Trecho da página:
+ + + + +

Editorial Forças ocultas: golpe de direita, golpe de esquerda

Política pode ser um assunto traiçoeiro. É dada demais à simbologia e à especulação. Não há quem domine os temas. Os temas é que dominam. Isso torna inescapável a parcialidade. Desenvolver uma análise exige assumir um lado – ou ser detestado por ambos. Não admira a profusão de teorias conspiratórias. É o que acontece no Brasil, país onde estamos sempre à espera do próximo golpe.

Para usar um termo de Jânio Quadros: a força política mais influente do país ainda são as "forças ocultas". Esquerda e direita têm certeza de que andam articulando uma tomada de poder. Seu amigo conservador sem dúvida receia um "golpe comunista". Ele aguarda o novo Plano Cohen, aquela suposta conspiração comunista denunciada por Getúlio Vargas. Enquanto isso, seu amigo progressista teme um "golpe militar". Está sempre à espera da próxima operação Tio Sam, o apoio estadunidense enviado aos militares brasileiros em 1964.

Essa tendência está longe de ser apenas brasileira. Em 2016, as teorias conspiratórias foram abundantes nos debates presidenciáveis dos Estados Unidos. A maior parte delas vieram de Donald Trump. Entre outras acusações, Trump afirmou que Barack Obama não era estadunidense e fundou o grupo terrorista Estado Islâmico. Tudo isso sob o provável aplauso do eleitorado, que elegeu Trump naquele ano.

Surge dessa forma a hipótese da pós-verdade: na política menos importa os fatos, mas a mera especulação, por mais absurda que seja. Isso talvez crie dificuldades para quem sonhe em combater a desinformação. A ausência de provas não é prova da ausência. A verdade está lá fora. Não há nada que seja tão quimérico, que não possa ser levado em conta.

As teorias do golpe brasileiras tem sido nossa versão da pós-verdade. Fazem perguntar qual seria a origem de tanta especulação. A resposta menos convincente são os fatos históricos. Não se pode confiar no passado. Ele é reescrito para servir a propósitos políticos atuais. Uma resposta muito melhor está na forma como esquerda e direita se comporta. Extremistas, radicais – esquisitos até –, ambos dão motivos para desconfiança.

Alas progressistas facilmente causam inquietação. Elas nutrem simbologia comunista. O hermetismo do Fórum de São Paulo é perturbador. Manifestantes progressistas usam táticas que violam a ordem, como passeatas não autorizadas. E muitos louvam o dogma assustador de que "a violência é parteira da história". Diante disso, como não se sentir assustado?

+ + + + +

Linhas de dados:
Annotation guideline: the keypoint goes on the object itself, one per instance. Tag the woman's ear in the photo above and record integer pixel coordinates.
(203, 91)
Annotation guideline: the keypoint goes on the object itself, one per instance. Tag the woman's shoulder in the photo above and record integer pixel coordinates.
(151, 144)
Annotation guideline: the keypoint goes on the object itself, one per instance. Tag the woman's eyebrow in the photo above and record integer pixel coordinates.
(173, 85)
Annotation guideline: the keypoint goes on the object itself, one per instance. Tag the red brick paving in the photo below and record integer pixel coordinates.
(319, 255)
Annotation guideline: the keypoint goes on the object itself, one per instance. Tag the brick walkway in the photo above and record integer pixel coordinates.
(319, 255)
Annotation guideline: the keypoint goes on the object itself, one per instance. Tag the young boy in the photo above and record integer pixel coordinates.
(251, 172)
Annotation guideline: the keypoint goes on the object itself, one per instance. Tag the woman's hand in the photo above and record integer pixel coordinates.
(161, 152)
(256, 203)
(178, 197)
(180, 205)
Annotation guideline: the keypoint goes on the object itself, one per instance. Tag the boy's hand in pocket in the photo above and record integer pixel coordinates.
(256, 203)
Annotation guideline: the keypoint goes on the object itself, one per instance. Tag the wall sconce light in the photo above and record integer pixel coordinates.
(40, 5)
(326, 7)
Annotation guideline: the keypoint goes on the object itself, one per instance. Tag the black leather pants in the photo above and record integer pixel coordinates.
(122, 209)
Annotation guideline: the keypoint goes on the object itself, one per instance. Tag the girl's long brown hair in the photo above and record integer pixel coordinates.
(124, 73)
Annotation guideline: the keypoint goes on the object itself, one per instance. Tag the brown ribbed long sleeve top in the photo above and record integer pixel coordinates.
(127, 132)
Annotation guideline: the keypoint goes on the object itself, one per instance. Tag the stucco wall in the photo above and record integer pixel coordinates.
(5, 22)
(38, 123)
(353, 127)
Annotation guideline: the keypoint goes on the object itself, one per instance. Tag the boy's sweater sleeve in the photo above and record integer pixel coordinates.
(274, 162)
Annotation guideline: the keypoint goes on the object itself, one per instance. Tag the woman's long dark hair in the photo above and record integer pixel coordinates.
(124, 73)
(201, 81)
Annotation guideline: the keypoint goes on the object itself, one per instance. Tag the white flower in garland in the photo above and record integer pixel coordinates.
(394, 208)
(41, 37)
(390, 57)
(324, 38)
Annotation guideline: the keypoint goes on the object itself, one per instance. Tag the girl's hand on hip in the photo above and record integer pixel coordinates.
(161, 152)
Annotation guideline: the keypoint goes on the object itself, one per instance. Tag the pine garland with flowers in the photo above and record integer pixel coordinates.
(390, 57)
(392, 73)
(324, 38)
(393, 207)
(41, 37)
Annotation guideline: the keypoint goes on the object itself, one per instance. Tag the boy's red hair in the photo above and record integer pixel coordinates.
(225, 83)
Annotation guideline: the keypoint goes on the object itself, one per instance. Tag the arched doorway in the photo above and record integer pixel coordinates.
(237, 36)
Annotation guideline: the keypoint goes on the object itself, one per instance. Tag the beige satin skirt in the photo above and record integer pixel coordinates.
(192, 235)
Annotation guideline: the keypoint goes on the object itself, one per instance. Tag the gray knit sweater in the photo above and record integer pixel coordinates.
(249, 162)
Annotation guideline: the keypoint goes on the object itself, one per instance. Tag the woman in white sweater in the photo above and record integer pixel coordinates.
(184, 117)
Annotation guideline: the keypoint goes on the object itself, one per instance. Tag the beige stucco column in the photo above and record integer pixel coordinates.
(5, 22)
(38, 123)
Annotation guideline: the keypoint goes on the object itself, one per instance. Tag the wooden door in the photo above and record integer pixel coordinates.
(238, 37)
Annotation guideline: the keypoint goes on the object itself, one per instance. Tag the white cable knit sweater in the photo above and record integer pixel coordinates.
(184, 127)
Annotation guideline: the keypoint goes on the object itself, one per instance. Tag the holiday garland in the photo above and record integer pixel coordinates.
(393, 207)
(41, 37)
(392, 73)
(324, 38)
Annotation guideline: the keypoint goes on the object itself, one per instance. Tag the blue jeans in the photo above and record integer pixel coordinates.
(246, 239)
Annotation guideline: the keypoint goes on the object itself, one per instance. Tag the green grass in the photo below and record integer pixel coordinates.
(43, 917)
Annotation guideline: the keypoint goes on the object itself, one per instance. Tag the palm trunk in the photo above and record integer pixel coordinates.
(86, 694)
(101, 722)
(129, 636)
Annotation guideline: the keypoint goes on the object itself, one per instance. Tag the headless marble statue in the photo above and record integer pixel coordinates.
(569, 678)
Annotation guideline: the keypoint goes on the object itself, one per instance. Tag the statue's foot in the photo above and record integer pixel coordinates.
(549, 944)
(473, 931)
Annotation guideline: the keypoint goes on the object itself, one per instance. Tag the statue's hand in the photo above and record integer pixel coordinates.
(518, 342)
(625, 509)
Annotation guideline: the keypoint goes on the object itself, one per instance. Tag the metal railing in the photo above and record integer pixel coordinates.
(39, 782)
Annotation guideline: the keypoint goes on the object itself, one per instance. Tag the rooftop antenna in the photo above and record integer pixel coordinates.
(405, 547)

+ + + + +

Tarefas:
- a) No editorial sobre teorias de golpe, qual termo de Jânio Quadros designa a força política mais influente do país?
- b) Escreva a continuação do editorial sobre teorias de golpe, começando logo depois da última frase.

Respostas por tarefa:
- a) "Forças ocultas".

- b)
De forma semelhante, as alas conservadoras também motivam suspeita. Muitos deles insistem em pedir uma "intervenção militar constitucional". Comentam do regime militar com nostalgia, minimizando seus revezes. Insistem em reviver o clima de "guerra fria". E militares de alta patente insinuam manifestar apoio a uma intervenção militar. Tudo isso também causa inquietação.

Como nos Estados Unidos, os debates eleitorais põe à prova nosso repertório de conspirações. Foi o que ocorreu à Ursal, a suposta nação comunista latino-americana que sumiu no vácuo da comicidade – e no gosto de alguns progressistas. O efeito disso pode ser benéfico. Criam a oportunidade de expor essas teorias e reduzi-las ao patamar de hipótese, ou de delírio.

Buscando proteger as eleições, alguém poderia clamar ingenuamente por uma solução. E ela existe de fato: rir disso tudo. Política também é espetáculo. E espetáculo demanda entretenimento. Sem essas teorias, o contexto talvez não fosse tão divertido quanto pode ser. Querendo ou não, elas geram interesse político. Conspirações não perturbam as eleições, elas são parte inescapável desse evento.

Existe outro motivo para rir dessas teorias: elas são parte de um processo inevitavelmente cômico. Como levar a sério os resultados de algo falho, perturbado e distorcido como uma eleição? A vida não começa e termina no plebiscito. Democracia não é infalível. Tentando entregar o que promete, o estado costuma falhar. O mercado precisa ser mais bem explorado como forma de compensar essas falhas.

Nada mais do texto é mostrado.